OBJECTIVE: Count the lines in the items below that contain the string "pine", treating uppercase and lowercase as different. Reply with the number only.

====

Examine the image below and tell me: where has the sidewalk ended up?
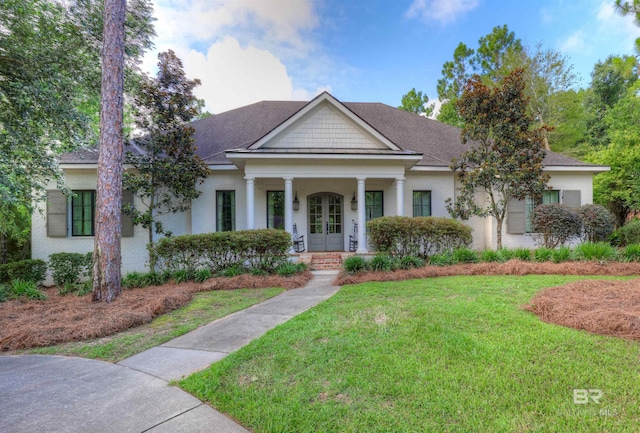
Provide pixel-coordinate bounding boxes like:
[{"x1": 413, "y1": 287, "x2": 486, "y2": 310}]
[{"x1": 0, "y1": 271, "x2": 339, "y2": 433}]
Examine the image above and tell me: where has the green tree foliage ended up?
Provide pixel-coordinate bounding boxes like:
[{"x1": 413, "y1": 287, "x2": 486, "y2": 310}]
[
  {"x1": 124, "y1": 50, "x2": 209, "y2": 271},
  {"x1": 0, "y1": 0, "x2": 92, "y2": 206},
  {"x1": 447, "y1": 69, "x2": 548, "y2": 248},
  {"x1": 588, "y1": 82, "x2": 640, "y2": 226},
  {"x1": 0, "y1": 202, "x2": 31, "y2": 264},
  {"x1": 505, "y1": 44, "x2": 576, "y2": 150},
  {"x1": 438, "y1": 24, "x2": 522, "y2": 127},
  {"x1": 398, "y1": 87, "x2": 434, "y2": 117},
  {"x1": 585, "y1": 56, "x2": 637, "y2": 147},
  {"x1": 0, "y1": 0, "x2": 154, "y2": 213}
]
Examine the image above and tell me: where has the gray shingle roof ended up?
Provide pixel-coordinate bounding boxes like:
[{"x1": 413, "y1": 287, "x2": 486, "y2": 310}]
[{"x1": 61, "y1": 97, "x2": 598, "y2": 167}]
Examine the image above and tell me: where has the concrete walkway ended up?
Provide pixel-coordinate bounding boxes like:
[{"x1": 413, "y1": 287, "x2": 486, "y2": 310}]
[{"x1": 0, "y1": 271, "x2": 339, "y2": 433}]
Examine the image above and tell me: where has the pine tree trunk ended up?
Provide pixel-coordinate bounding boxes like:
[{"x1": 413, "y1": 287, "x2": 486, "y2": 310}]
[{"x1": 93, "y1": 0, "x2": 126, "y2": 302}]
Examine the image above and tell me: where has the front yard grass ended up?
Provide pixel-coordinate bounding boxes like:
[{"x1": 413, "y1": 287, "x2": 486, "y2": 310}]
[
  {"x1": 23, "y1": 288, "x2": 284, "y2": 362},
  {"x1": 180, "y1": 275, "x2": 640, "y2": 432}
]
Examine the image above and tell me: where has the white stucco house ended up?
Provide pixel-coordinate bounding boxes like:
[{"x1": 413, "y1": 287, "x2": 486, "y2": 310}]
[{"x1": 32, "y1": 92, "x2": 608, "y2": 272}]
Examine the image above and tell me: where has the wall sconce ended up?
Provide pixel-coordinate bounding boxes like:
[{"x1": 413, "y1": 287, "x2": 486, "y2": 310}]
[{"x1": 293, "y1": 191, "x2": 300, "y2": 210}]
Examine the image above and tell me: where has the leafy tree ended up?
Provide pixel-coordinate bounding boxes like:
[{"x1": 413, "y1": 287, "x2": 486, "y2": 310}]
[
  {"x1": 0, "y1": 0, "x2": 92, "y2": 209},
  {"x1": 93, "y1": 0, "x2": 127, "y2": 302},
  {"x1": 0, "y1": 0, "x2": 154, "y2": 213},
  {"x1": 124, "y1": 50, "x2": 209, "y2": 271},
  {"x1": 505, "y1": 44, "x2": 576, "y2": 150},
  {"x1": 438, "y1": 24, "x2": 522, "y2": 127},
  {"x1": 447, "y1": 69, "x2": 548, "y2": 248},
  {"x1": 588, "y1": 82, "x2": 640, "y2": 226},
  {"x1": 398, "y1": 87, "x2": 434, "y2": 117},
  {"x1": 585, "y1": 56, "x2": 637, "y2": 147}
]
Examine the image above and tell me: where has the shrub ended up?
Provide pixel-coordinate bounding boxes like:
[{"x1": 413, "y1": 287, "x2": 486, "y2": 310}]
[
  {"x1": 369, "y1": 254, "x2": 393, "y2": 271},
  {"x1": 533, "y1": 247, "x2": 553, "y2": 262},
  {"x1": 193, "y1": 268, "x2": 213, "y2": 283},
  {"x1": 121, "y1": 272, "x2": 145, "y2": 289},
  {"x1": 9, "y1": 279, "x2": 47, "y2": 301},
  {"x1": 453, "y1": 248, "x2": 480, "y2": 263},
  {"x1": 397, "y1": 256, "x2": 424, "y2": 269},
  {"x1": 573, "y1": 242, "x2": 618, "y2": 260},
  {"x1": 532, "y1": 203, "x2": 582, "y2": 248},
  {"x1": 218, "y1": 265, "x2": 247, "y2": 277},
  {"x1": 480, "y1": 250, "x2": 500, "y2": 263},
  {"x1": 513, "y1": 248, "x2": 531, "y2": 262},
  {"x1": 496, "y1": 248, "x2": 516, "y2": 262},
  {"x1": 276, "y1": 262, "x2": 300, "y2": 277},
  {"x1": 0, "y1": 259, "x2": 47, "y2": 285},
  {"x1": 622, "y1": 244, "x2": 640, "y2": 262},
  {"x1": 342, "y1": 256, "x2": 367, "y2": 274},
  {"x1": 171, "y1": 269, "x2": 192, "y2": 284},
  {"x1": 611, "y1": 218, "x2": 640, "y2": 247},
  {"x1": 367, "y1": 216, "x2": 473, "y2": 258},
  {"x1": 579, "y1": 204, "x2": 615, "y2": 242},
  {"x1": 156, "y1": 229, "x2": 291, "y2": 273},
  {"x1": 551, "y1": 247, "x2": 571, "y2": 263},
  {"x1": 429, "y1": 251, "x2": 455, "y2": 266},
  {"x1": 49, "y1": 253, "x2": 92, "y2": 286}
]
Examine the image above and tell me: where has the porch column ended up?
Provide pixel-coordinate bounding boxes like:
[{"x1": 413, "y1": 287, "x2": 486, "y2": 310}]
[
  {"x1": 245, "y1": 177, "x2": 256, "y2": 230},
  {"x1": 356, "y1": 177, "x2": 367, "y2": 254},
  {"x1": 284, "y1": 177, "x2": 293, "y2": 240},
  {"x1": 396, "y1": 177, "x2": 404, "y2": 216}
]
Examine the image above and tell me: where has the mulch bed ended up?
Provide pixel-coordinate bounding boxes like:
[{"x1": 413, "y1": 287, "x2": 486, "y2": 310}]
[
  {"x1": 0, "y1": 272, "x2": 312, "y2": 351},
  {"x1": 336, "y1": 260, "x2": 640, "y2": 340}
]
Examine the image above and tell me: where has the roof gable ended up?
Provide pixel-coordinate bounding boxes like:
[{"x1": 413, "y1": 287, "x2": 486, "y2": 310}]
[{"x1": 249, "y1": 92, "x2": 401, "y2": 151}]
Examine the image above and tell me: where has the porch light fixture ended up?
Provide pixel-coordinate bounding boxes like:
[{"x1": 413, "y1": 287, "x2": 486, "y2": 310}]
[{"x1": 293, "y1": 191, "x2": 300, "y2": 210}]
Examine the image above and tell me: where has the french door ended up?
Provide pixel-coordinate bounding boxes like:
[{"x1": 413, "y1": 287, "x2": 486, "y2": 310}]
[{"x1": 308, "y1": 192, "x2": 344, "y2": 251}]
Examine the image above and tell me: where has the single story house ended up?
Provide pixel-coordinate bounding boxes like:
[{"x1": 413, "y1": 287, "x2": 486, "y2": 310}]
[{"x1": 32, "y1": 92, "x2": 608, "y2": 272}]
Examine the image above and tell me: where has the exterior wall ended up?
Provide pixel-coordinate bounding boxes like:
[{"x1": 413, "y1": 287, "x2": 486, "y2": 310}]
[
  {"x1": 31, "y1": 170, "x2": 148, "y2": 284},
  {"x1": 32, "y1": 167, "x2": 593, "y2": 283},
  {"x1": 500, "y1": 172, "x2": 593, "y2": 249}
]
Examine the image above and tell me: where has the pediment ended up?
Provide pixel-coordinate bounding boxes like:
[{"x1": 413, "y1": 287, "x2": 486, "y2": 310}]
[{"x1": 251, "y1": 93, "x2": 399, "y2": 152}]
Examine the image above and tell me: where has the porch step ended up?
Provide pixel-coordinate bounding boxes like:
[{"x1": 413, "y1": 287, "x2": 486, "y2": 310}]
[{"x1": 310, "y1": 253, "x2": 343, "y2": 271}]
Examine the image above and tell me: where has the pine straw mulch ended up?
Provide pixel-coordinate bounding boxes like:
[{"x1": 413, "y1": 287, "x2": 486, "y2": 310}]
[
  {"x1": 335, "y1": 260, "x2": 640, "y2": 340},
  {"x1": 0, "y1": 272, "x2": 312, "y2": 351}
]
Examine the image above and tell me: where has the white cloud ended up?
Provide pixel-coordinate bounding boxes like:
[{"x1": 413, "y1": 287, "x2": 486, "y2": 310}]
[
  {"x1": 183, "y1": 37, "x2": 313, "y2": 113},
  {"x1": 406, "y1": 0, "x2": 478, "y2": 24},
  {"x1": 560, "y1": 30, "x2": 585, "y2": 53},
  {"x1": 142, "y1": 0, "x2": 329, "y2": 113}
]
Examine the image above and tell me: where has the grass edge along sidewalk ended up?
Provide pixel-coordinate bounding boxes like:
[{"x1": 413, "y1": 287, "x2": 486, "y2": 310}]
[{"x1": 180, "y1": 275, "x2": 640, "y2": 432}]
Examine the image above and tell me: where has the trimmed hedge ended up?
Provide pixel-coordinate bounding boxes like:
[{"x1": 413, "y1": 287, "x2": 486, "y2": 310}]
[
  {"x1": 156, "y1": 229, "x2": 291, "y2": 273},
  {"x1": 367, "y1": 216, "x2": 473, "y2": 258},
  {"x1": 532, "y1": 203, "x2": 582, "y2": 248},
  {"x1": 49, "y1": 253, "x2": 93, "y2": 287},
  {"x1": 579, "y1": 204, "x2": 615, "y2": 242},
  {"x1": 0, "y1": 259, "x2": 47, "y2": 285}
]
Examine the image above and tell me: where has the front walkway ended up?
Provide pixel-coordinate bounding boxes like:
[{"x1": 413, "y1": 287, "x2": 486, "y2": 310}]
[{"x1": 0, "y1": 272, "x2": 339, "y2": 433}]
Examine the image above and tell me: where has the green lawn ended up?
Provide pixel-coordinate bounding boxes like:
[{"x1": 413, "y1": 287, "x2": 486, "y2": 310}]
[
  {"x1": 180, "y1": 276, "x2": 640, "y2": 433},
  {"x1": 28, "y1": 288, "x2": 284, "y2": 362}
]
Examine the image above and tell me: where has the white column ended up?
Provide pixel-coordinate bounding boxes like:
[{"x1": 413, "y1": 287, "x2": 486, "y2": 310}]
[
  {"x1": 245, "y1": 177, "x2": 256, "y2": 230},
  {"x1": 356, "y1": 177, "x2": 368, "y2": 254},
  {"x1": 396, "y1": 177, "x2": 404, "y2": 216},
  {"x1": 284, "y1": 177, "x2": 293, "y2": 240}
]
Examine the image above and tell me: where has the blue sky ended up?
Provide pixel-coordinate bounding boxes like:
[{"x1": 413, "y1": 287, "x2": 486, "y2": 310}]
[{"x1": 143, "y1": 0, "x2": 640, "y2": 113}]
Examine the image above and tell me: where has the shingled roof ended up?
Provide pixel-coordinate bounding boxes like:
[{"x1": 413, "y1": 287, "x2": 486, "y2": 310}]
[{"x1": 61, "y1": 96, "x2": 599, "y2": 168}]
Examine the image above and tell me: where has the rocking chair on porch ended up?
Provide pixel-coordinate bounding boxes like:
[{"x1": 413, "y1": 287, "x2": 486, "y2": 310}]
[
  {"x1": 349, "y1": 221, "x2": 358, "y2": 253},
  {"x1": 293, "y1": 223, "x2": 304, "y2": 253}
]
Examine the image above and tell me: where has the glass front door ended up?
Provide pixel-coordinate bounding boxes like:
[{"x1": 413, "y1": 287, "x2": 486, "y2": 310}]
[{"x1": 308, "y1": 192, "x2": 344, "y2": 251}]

====

ANSWER TO THIS EXERCISE: 2